*INFORMATION GIVEN*
○ ○ ○ ○ ○ ○ ○
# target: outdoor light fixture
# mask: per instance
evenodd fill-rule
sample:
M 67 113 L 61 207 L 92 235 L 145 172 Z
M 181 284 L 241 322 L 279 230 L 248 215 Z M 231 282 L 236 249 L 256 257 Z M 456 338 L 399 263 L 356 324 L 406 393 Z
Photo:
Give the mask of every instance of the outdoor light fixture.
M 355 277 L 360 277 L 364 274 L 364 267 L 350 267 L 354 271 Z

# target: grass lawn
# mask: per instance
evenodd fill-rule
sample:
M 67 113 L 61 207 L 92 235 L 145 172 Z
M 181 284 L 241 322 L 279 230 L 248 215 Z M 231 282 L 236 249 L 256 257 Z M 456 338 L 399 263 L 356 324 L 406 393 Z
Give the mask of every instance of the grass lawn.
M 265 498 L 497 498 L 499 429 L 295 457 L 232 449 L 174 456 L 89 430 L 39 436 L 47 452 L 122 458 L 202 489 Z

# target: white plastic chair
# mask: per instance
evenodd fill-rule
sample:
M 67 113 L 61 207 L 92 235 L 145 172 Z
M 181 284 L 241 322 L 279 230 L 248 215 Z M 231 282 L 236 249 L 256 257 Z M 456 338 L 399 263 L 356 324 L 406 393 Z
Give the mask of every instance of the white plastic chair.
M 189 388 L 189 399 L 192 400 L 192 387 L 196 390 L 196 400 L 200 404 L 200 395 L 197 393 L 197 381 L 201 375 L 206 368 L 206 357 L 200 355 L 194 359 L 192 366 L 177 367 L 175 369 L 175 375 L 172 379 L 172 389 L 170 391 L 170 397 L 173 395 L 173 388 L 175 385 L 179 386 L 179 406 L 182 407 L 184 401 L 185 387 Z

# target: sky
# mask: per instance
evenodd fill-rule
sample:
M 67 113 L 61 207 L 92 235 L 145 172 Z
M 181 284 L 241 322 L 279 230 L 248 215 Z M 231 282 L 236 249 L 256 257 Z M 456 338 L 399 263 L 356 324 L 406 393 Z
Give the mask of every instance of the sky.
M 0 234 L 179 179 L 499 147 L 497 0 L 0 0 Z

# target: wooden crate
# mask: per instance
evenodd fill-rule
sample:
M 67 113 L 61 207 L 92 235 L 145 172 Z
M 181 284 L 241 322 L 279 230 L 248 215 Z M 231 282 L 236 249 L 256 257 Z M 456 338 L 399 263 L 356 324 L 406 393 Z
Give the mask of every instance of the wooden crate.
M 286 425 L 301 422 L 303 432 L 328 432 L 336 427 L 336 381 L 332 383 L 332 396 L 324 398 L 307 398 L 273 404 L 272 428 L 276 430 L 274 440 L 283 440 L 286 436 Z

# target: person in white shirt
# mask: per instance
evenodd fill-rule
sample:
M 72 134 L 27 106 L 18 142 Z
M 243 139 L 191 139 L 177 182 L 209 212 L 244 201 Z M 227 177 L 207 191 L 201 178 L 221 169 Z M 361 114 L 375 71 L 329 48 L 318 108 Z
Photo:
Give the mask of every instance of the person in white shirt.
○ ○ ○ ○ ○ ○ ○
Begin with the line containing "# target: white plastic chair" and repeat each line exactly until the records above end.

*FINISHED TASK*
# target: white plastic chair
# mask: per instance
evenodd fill-rule
sample:
M 67 113 L 61 207 L 92 235 L 145 172 Z
M 181 284 L 241 322 L 279 230 L 248 215 Z M 231 282 L 236 249 L 256 257 Z M 456 338 L 399 263 L 356 324 L 406 393 Z
Give the mask of every instance of the white plastic chair.
M 189 388 L 189 399 L 192 400 L 192 387 L 196 390 L 196 400 L 200 404 L 200 395 L 197 393 L 197 381 L 201 375 L 206 368 L 206 357 L 200 355 L 194 359 L 192 366 L 177 367 L 175 369 L 175 375 L 172 379 L 172 389 L 170 391 L 170 397 L 173 395 L 173 388 L 175 385 L 179 386 L 179 406 L 182 407 L 184 401 L 185 387 Z

# target: sky
# mask: per instance
evenodd fill-rule
sample:
M 67 113 L 61 207 L 92 235 L 145 172 Z
M 181 284 L 241 322 L 279 230 L 248 215 Z M 231 282 L 236 249 L 256 257 Z M 456 338 L 399 263 L 356 324 L 406 393 Z
Give the mask of every instance of the sky.
M 0 234 L 179 179 L 499 147 L 497 0 L 0 0 Z

# target: wooden crate
# mask: per instance
evenodd fill-rule
sample:
M 67 113 L 61 207 L 92 235 L 145 172 Z
M 181 284 L 241 322 L 279 230 L 248 215 Z M 231 282 L 236 249 L 256 257 Z M 456 338 L 399 263 L 356 324 L 406 393 Z
Give the mask of every instance of the wooden crate.
M 286 425 L 301 422 L 303 432 L 328 432 L 336 427 L 336 381 L 332 383 L 332 396 L 324 398 L 307 398 L 273 404 L 272 428 L 276 430 L 274 440 L 283 440 L 286 436 Z

# target: person in white shirt
# mask: per instance
evenodd fill-rule
sample:
M 72 134 L 27 106 L 18 142 Z
M 243 139 L 191 139 L 177 182 L 209 212 L 244 201 Z M 227 177 L 207 191 L 201 178 L 221 169 Z M 361 114 L 375 71 L 329 48 L 318 108 Z
Photo:
Give the mask of every instance of the person in white shirt.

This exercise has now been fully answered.